I Am Nothing, Today and Most Days

We’ve been talking to our therapist lately about how we probably need to put dredging up trauma memories on the back burner and focus instead on practical, present living. Obviously, trauma memories are still going to come up, and we will still address them as they do. But for us and, I believe, for a lot of systems who grew up like we did, the consequences of forgetting outweighed the heaviness of the emotions attached to trauma memories. We want to remember. We are AFRAID of not remembering fast enough. Because our system is still stuck in trauma mode, thinking we are going to split yet again, and that we need to process and integrate constantly so that we don’t lose the ability to function. 

What I mean by this is rather extreme. We have, for example, several alters who can’t do anything but either laugh hysterically or ramble nonsensically out of stress and fear. So when I say “lose the ability to function”, I am talking as literally as I can imagine.

Living in the present is a concept that I do not understand. I’m not exaggerating in the slightest. In fact, I feel like I cannot ever express the depths to which this concept bewilders me. Body? What body? Things happened today? Oh yeah…I guess they did. I was so busy bracing myself for attack at each new event that I didn’t notice. 

The last shift we worked, Moira was talking to me about how she used to feel like a wisp of static, and now she feels like a half-transparent paper cutout, with some colors printed on. “Like the printer was almost out of ink”, she specified. 

This, to her, was a shocking improvement. And to me, it is something that I can envision, but still not understand. I am still only static. I feel like I HAVE to keep being static. 

If I solidify, if I gain a sense of self, I can’t effortlessly become whatever an abuser wants. This terrifies me. 

So many of the main fronters in our system want to live. They want to pull our good memories out of oblivion and use them to build a new world within which to exist. To cook the early childhood food we remember, to decorate the house the way that feels authentic, to walk outside in nature every morning and ground ourselves with beautiful things before we head off to work in a world where self-expression is commercialized. 

I don’t want to do any of these things. They terrify me. What is the point of building a safe world when that safety may or may not be protected in a bubble by pure chance and dumb luck? 

It reminds me of an article we read recently, about an older Ukrainian lady. (I tried to find it again to link it, but I couldn’t.) She spent her entire life working to create a house that reflected her inner sense of beauty. And then it was all destroyed in an instant, senselessly, by Putin’s bombs.

She said that, even after the war, she doesn’t want to return home. Her life was destroyed and she feels there’s no point. 

I feel that. I feel that so deeply that it hurts.

I guess, then, that this could be qualified as “chronic, trauma-fueled depression”. But it’s so very chronic that all philosophical and personal outlets have been explored and exhausted. We have done every single thing that we possibly could have done to survive, to believe in the good in the world.

I do believe in it, still. As I front at work, I have never – not once – seen a child acting out unless their parents exacerbated it. Humans really do have the capacity to love and be genuine; society is the problem. Community feels unsafe for so many people right now, in the United States at least. But there are safe people out there. I know several safe people myself. My therapist. My spouse. The friends I have started to make.

■ **Data**
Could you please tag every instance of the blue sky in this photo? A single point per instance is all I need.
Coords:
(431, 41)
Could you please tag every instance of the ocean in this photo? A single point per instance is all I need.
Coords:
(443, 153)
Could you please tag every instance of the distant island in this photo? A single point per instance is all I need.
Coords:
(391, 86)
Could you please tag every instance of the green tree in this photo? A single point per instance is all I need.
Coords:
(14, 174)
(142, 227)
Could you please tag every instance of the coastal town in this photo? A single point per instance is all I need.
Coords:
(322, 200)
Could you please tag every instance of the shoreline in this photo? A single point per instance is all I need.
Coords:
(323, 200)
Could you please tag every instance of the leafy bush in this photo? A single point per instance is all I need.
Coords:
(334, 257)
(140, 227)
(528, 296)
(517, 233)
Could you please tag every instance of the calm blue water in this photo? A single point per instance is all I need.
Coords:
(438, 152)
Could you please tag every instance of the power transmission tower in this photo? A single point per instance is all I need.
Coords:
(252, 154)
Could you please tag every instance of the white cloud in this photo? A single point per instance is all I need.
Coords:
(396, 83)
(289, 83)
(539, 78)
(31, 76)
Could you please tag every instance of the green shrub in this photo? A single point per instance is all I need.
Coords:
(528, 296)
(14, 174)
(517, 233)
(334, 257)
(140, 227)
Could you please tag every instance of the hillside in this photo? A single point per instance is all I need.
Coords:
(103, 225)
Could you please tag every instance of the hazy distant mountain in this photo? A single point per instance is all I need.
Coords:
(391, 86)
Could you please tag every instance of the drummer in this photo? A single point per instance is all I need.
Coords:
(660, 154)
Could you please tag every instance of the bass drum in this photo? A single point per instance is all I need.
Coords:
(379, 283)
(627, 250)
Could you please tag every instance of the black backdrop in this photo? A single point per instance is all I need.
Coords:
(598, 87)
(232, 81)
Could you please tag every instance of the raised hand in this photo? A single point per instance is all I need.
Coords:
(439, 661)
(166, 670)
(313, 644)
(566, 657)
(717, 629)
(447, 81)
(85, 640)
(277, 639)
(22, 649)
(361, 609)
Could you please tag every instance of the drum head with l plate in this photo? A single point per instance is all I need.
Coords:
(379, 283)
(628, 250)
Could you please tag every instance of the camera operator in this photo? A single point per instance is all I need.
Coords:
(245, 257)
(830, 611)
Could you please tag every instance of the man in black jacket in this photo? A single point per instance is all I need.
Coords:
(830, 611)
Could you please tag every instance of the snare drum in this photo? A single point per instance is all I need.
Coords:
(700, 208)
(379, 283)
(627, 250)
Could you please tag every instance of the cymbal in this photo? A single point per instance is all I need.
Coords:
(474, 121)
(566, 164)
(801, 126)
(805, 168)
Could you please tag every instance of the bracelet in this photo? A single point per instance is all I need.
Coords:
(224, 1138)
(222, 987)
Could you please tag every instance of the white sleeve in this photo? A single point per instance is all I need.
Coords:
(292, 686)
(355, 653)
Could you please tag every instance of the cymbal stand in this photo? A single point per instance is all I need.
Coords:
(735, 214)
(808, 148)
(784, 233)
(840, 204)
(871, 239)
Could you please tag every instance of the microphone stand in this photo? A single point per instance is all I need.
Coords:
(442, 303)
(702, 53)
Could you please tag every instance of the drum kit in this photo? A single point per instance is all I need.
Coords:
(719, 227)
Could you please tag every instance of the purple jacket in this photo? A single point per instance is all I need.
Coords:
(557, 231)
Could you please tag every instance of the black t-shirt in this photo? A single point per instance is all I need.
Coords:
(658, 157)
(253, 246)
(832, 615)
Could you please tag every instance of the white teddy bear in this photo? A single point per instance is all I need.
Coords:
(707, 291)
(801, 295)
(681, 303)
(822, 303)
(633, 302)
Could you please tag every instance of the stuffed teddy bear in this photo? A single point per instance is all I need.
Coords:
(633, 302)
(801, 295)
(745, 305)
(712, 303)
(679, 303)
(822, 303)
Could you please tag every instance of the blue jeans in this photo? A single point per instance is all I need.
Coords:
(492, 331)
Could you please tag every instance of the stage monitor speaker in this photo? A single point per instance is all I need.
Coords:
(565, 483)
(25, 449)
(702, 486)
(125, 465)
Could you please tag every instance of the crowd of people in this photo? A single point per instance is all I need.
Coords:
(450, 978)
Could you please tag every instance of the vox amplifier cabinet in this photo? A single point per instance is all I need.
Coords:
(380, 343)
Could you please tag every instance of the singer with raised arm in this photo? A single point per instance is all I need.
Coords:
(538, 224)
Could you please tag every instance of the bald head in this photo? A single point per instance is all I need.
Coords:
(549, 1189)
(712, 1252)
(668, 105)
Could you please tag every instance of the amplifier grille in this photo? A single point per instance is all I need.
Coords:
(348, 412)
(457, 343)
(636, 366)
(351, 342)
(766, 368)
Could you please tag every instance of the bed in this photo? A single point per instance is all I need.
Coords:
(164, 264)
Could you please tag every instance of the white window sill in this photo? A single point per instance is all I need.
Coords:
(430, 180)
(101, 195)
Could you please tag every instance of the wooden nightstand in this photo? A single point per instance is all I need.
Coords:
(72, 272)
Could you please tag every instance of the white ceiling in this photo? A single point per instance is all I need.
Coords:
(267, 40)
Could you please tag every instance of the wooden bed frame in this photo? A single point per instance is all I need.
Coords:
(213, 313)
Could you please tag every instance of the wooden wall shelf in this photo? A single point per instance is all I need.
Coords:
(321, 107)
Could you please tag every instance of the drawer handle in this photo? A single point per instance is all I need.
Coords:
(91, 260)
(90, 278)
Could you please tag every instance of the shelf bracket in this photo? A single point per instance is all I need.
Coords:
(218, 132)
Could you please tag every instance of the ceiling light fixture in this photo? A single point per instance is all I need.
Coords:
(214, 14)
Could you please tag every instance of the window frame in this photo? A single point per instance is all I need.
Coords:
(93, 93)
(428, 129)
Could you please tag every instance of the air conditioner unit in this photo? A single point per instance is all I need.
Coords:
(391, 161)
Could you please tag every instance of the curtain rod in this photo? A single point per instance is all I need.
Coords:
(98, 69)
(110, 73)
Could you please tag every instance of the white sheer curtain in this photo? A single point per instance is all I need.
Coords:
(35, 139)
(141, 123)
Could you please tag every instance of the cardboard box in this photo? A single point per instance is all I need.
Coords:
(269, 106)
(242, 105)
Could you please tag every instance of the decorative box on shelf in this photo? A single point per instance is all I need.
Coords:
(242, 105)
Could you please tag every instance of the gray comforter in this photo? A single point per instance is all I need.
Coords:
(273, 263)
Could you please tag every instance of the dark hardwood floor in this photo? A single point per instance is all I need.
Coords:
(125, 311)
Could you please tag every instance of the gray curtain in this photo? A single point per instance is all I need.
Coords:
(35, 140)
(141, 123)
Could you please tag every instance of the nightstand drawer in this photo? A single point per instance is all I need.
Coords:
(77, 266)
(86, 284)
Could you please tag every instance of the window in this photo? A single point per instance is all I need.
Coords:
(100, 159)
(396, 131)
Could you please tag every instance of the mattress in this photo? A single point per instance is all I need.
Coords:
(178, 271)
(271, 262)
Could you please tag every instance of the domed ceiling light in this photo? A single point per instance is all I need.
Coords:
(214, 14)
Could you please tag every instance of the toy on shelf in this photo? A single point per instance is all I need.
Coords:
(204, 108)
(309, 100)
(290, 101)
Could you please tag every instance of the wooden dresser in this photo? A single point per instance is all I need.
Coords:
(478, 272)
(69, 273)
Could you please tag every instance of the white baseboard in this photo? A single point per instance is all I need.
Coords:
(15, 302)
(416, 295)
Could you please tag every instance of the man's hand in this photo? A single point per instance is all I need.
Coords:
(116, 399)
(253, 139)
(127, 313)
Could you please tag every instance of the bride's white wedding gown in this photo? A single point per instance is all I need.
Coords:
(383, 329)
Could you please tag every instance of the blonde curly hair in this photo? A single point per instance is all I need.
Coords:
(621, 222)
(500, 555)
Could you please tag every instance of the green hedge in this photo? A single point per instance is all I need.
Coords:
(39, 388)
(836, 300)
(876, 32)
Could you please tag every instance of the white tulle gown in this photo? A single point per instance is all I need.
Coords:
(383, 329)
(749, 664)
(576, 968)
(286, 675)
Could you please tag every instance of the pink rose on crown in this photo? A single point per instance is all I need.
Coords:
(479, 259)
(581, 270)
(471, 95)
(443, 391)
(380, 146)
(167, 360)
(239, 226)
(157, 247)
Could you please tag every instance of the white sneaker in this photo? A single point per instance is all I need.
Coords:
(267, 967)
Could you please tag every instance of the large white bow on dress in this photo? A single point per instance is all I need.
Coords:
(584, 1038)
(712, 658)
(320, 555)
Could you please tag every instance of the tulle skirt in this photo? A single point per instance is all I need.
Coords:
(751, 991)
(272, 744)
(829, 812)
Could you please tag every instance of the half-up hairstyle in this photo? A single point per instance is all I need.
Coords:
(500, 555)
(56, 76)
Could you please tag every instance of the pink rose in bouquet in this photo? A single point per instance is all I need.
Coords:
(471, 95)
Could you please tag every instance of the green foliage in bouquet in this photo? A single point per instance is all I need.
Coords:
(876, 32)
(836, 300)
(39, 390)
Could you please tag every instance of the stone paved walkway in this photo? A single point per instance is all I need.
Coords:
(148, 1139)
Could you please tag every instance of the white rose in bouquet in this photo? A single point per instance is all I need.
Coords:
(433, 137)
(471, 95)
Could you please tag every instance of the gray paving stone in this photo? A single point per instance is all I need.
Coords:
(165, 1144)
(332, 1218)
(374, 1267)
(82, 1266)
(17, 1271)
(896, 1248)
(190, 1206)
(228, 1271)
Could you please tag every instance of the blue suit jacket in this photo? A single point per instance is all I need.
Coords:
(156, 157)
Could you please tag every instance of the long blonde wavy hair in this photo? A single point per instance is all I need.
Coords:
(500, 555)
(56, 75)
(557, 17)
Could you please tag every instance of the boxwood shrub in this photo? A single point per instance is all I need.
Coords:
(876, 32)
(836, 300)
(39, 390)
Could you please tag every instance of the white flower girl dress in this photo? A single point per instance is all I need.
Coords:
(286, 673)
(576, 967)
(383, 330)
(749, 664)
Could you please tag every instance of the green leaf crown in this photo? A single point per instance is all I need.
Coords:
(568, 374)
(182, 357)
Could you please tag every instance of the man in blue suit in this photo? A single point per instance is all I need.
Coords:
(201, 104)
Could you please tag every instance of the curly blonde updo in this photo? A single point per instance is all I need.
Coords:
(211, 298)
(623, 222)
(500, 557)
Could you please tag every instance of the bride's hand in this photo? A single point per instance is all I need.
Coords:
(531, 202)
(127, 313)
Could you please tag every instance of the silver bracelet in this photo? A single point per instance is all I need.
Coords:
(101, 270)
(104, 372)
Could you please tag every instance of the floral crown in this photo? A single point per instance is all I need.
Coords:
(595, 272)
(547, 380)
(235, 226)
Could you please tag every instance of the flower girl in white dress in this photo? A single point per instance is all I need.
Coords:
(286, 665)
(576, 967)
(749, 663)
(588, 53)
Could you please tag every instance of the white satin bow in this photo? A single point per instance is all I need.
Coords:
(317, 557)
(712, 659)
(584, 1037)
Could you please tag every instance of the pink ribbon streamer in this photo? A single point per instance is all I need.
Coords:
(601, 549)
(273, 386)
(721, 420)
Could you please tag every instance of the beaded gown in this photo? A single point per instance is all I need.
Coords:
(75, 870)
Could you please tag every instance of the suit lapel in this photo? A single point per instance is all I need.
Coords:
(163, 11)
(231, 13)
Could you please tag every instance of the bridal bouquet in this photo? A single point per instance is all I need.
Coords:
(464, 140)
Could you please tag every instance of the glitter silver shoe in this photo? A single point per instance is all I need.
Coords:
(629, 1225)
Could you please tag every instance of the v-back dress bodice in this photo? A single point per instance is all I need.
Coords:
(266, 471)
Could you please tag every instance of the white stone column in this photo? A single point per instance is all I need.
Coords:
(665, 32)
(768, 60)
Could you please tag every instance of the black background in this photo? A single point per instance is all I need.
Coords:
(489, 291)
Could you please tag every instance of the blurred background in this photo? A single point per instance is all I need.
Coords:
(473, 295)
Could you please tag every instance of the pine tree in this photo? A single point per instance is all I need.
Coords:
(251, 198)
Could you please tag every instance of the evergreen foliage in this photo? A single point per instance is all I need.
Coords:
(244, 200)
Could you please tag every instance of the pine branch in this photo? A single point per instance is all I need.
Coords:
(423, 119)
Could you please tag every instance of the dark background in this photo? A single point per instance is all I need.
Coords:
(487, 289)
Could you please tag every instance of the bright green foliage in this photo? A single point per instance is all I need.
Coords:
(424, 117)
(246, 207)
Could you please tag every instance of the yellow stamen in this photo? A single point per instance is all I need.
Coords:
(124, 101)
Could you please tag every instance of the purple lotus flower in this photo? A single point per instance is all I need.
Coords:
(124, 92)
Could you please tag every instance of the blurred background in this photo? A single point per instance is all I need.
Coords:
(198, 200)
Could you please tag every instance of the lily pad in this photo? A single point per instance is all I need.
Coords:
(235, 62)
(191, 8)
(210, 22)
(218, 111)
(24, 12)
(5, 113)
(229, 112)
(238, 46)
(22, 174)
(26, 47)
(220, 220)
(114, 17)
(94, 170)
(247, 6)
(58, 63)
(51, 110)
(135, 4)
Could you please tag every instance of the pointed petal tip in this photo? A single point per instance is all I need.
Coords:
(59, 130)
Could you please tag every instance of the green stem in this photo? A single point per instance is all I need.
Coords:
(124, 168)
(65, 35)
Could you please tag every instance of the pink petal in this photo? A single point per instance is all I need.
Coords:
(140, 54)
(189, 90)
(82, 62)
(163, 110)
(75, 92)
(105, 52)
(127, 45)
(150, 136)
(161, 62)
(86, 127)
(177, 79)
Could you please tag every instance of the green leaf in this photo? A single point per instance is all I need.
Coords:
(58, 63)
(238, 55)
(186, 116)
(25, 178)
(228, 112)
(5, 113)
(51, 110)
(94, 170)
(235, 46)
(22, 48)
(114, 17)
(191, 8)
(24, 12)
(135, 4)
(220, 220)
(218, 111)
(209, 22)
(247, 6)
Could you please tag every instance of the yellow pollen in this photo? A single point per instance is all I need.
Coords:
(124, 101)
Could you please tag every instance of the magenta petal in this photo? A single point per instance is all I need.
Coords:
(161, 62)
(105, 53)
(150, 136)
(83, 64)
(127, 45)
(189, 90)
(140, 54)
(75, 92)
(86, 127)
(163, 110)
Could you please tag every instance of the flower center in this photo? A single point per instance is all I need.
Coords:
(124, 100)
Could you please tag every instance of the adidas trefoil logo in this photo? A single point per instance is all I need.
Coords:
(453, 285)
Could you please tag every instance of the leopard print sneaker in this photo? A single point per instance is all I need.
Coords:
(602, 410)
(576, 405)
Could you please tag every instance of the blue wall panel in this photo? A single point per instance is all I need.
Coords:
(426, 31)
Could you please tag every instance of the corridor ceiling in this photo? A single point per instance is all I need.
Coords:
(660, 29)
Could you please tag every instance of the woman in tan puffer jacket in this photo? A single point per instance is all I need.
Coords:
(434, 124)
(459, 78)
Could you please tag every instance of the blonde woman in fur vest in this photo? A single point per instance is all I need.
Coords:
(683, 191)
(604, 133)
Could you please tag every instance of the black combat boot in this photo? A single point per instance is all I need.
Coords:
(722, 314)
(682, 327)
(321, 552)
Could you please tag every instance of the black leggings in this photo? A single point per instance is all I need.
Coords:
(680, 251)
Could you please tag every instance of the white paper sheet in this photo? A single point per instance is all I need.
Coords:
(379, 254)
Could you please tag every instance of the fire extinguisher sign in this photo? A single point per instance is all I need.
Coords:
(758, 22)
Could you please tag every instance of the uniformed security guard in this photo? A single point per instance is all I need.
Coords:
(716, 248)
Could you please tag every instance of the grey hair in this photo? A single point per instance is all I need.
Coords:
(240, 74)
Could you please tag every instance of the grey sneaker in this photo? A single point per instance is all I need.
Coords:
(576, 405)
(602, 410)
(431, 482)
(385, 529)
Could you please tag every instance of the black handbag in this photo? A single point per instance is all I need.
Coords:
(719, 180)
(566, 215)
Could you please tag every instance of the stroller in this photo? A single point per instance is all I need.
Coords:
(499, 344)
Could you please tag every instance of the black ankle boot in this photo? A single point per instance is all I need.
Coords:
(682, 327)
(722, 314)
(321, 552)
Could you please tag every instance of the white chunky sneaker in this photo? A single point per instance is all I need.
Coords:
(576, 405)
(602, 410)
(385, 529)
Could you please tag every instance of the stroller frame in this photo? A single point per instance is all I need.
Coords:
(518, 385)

■ **Task instructions**
1. Update the stretch of the essay from "The last shift" through "This terrifies me." by replacing "static" with "fog".
2. According to the essay, what does Moira now feel like?
Use only the essay to answer.

■ **Responses to the exercise**
1.
The last shift we worked, Moira was talking to me about how she used to feel like a wisp of fog, and now she feels like a half-transparent paper cutout, with some colors printed on. “Like the printer was almost out of ink”, she specified. 

This, to her, was a shocking improvement. And to me, it is something that I can envision, but still not understand. I am still only fog. I feel like I HAVE to keep being fog. 

If I solidify, if I gain a sense of self, I can’t effortlessly become whatever an abuser wants. This terrifies me.

2. A half-transparent paper cutout with some colors printed on.